[Opening DATA SUPPLIED section]

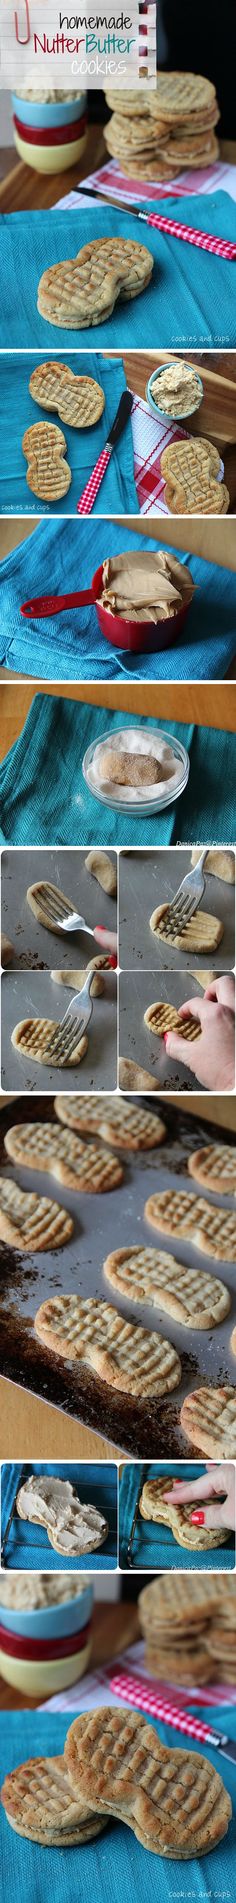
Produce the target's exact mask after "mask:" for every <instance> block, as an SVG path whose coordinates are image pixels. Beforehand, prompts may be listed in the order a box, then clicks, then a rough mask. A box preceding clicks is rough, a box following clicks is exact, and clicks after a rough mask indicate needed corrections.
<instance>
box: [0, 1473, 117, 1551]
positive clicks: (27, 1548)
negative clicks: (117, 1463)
mask: <svg viewBox="0 0 236 1903" xmlns="http://www.w3.org/2000/svg"><path fill="white" fill-rule="evenodd" d="M42 1473H44V1475H55V1479H59V1481H70V1484H72V1486H74V1488H76V1494H78V1500H80V1501H82V1505H88V1501H89V1503H91V1505H93V1507H97V1509H99V1513H103V1515H105V1520H107V1524H108V1534H107V1540H105V1545H103V1547H97V1549H95V1553H86V1555H82V1553H80V1559H70V1555H69V1553H67V1557H65V1559H63V1553H55V1549H53V1547H51V1543H49V1540H48V1532H46V1526H32V1524H30V1520H21V1519H19V1513H17V1511H15V1500H17V1494H19V1488H21V1486H23V1482H25V1481H27V1479H29V1477H30V1475H36V1477H38V1475H42ZM2 1566H8V1570H10V1568H13V1566H17V1570H19V1568H21V1570H23V1568H25V1572H30V1570H32V1568H34V1572H36V1570H38V1572H42V1570H44V1572H59V1570H61V1572H69V1566H70V1572H88V1568H89V1572H110V1570H112V1568H114V1566H116V1467H114V1465H112V1463H110V1462H103V1465H101V1463H99V1462H93V1463H91V1462H80V1463H78V1462H69V1460H67V1463H65V1465H63V1462H59V1460H57V1462H51V1460H49V1462H46V1460H40V1465H38V1462H36V1460H32V1462H30V1467H27V1463H23V1462H21V1465H19V1462H13V1463H11V1462H6V1463H4V1465H2Z"/></svg>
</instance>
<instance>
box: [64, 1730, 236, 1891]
mask: <svg viewBox="0 0 236 1903" xmlns="http://www.w3.org/2000/svg"><path fill="white" fill-rule="evenodd" d="M65 1758H67V1768H69V1777H70V1781H72V1789H74V1795H80V1798H82V1796H84V1800H86V1802H91V1804H95V1806H97V1812H101V1810H105V1812H108V1815H114V1817H118V1819H120V1821H122V1823H128V1825H129V1829H131V1831H133V1833H135V1836H137V1840H139V1842H141V1844H143V1846H145V1850H154V1852H156V1854H158V1855H166V1857H190V1855H196V1854H198V1855H204V1852H206V1850H209V1848H213V1844H215V1842H219V1838H221V1836H223V1834H225V1831H226V1827H228V1819H230V1812H232V1806H230V1798H228V1793H226V1791H225V1785H223V1779H221V1777H219V1772H215V1770H213V1766H209V1762H207V1758H204V1756H196V1755H192V1753H190V1751H179V1749H169V1747H167V1745H162V1743H160V1737H158V1734H156V1730H154V1726H150V1724H147V1720H145V1718H143V1715H141V1713H135V1711H110V1705H103V1707H101V1709H97V1711H93V1713H84V1715H82V1717H80V1718H74V1722H72V1724H70V1730H69V1732H67V1743H65Z"/></svg>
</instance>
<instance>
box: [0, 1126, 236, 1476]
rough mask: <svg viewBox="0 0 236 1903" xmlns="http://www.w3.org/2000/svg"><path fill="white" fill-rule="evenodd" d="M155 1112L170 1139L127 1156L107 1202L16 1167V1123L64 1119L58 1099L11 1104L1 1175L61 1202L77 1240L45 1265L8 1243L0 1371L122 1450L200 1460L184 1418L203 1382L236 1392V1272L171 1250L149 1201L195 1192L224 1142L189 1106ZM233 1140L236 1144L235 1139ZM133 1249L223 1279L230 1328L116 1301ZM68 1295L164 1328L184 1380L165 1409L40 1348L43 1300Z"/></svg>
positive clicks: (147, 1305)
mask: <svg viewBox="0 0 236 1903" xmlns="http://www.w3.org/2000/svg"><path fill="white" fill-rule="evenodd" d="M137 1102H141V1098H137ZM147 1104H148V1106H150V1109H152V1115H154V1113H158V1111H160V1113H162V1115H164V1121H166V1127H167V1140H166V1144H164V1146H160V1148H158V1149H154V1151H150V1149H148V1151H143V1153H141V1151H139V1153H137V1155H131V1151H129V1153H128V1151H126V1153H124V1184H122V1187H120V1189H112V1193H107V1195H76V1193H74V1191H69V1189H65V1187H63V1186H61V1187H59V1184H55V1180H53V1176H51V1178H49V1176H46V1174H44V1172H36V1178H34V1172H32V1170H27V1168H21V1170H19V1168H17V1170H15V1168H13V1165H10V1163H8V1165H6V1149H4V1130H6V1128H10V1125H11V1123H21V1121H27V1119H30V1121H38V1117H40V1119H42V1117H46V1121H48V1119H49V1121H55V1113H53V1104H51V1098H36V1096H34V1098H32V1100H27V1098H25V1100H19V1098H17V1102H15V1104H13V1106H11V1104H8V1106H6V1108H4V1109H2V1115H0V1168H2V1163H4V1168H6V1170H8V1176H15V1180H17V1182H19V1186H21V1187H23V1189H32V1187H36V1189H38V1195H49V1191H51V1195H53V1197H55V1199H57V1203H61V1205H63V1207H65V1208H69V1210H70V1212H72V1216H74V1235H72V1241H70V1243H69V1245H67V1246H65V1248H61V1250H53V1252H48V1254H42V1256H38V1258H36V1256H29V1254H27V1256H21V1254H19V1250H10V1248H8V1250H6V1246H4V1245H0V1277H2V1283H0V1285H2V1304H0V1309H2V1311H0V1368H2V1374H4V1376H10V1378H11V1380H15V1382H19V1385H23V1387H29V1389H32V1393H36V1395H42V1399H44V1401H49V1403H53V1404H55V1406H59V1408H63V1410H65V1414H72V1418H76V1420H82V1422H86V1425H89V1427H95V1431H97V1433H101V1435H103V1437H107V1441H112V1442H114V1444H116V1446H118V1448H120V1452H128V1454H133V1456H135V1458H141V1460H145V1458H147V1460H152V1458H156V1460H158V1458H164V1460H166V1458H173V1460H175V1456H181V1454H183V1456H188V1452H190V1450H188V1442H187V1437H185V1435H183V1429H181V1427H179V1410H181V1403H183V1399H185V1395H187V1393H188V1389H192V1387H198V1385H202V1380H204V1382H207V1383H209V1382H211V1383H219V1385H221V1383H226V1382H230V1383H232V1385H234V1380H236V1361H234V1355H232V1353H230V1330H232V1326H234V1323H236V1286H234V1283H236V1277H234V1264H232V1265H230V1264H228V1262H226V1264H213V1262H211V1260H209V1258H207V1256H202V1254H198V1250H196V1248H192V1245H190V1243H183V1241H181V1243H177V1241H175V1245H173V1246H171V1243H169V1239H167V1237H158V1231H154V1229H150V1227H148V1224H147V1222H145V1216H143V1210H145V1201H147V1197H148V1195H152V1193H154V1191H160V1189H169V1187H173V1189H175V1187H181V1189H190V1178H188V1174H187V1159H188V1155H190V1151H192V1149H194V1148H198V1146H202V1144H204V1142H211V1136H213V1138H215V1140H217V1142H219V1128H215V1125H209V1123H207V1125H206V1123H204V1117H188V1115H187V1111H183V1109H181V1108H175V1106H171V1104H166V1106H162V1104H158V1100H156V1098H152V1096H150V1098H147ZM226 1140H228V1142H230V1136H226ZM192 1193H194V1189H192ZM219 1201H221V1199H219V1197H211V1203H213V1205H215V1203H219ZM225 1207H226V1208H234V1207H236V1205H234V1197H225ZM133 1243H139V1245H145V1246H147V1245H150V1246H152V1248H154V1245H156V1248H158V1246H160V1248H162V1250H164V1248H166V1250H171V1252H175V1260H177V1262H187V1264H190V1265H192V1267H198V1269H200V1271H202V1269H207V1273H209V1275H213V1273H215V1275H219V1279H221V1281H223V1283H225V1285H226V1288H230V1292H232V1307H230V1315H226V1321H225V1323H221V1326H219V1328H211V1330H204V1332H202V1330H200V1332H196V1330H187V1328H183V1326H181V1324H177V1323H175V1321H171V1317H169V1315H164V1309H158V1307H148V1305H137V1304H135V1302H133V1304H131V1302H126V1298H124V1300H122V1296H120V1294H118V1296H116V1294H114V1290H112V1288H110V1285H108V1281H107V1279H105V1275H103V1262H105V1256H107V1254H108V1252H110V1250H112V1248H116V1246H120V1248H122V1246H126V1245H128V1246H131V1245H133ZM59 1292H63V1294H70V1292H72V1294H74V1292H78V1294H80V1296H99V1298H105V1300H107V1302H110V1304H112V1305H114V1307H116V1309H118V1311H120V1313H122V1315H124V1317H128V1319H129V1321H137V1323H141V1326H147V1328H148V1330H152V1328H156V1330H160V1334H162V1336H164V1338H167V1340H169V1342H173V1345H175V1347H177V1351H179V1355H181V1364H183V1376H181V1383H179V1387H177V1389H173V1393H171V1395H169V1397H164V1399H162V1403H160V1404H158V1401H156V1399H154V1397H150V1399H148V1401H143V1403H135V1401H133V1399H129V1397H128V1395H118V1393H112V1391H110V1389H108V1387H107V1385H105V1382H99V1380H97V1376H95V1378H93V1374H91V1372H89V1368H86V1366H84V1368H82V1366H80V1368H72V1364H69V1363H63V1359H61V1361H59V1359H57V1357H53V1355H51V1353H49V1351H46V1349H44V1347H40V1342H36V1336H34V1315H36V1309H38V1307H40V1302H46V1300H48V1296H53V1294H59Z"/></svg>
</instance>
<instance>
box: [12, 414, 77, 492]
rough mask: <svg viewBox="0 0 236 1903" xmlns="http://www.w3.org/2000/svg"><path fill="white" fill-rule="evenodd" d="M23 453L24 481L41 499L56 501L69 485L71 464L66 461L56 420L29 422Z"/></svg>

[Closing DATA SUPPLIED section]

# PROBLEM
Scan the records above for the lines holding "box: [0, 1126, 236, 1476]" and "1112L170 1139L127 1156L107". Transcribe those two and every line between them word for word, and no others.

# OUTPUT OF THE EXERCISE
box: [0, 1126, 236, 1476]
rough mask: <svg viewBox="0 0 236 1903" xmlns="http://www.w3.org/2000/svg"><path fill="white" fill-rule="evenodd" d="M155 1112L170 1139L127 1156L107 1202L16 1167V1123L64 1119L58 1099L11 1104L1 1175L61 1202L77 1240L45 1265L8 1243L0 1371L122 1450L200 1460L184 1418L203 1382L236 1392V1272L171 1250L149 1201L195 1192L224 1142L189 1106ZM233 1140L236 1144L235 1139ZM133 1249L223 1279L230 1328L116 1301ZM68 1295L164 1328L184 1380L165 1409L40 1348L43 1300Z"/></svg>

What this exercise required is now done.